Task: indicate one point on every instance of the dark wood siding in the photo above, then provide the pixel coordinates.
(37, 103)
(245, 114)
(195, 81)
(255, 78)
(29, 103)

==================================================

_Problem to solve_
Put every line of the material above into a JSON list of strings, one string per line, with any blank lines omitted.

_Response for this exercise_
[
  "Task: indicate one point on every instance of the dark wood siding in the photo above, then provide the pixel coordinates.",
  "(37, 103)",
  "(245, 114)",
  "(195, 81)",
  "(255, 78)",
  "(29, 103)"
]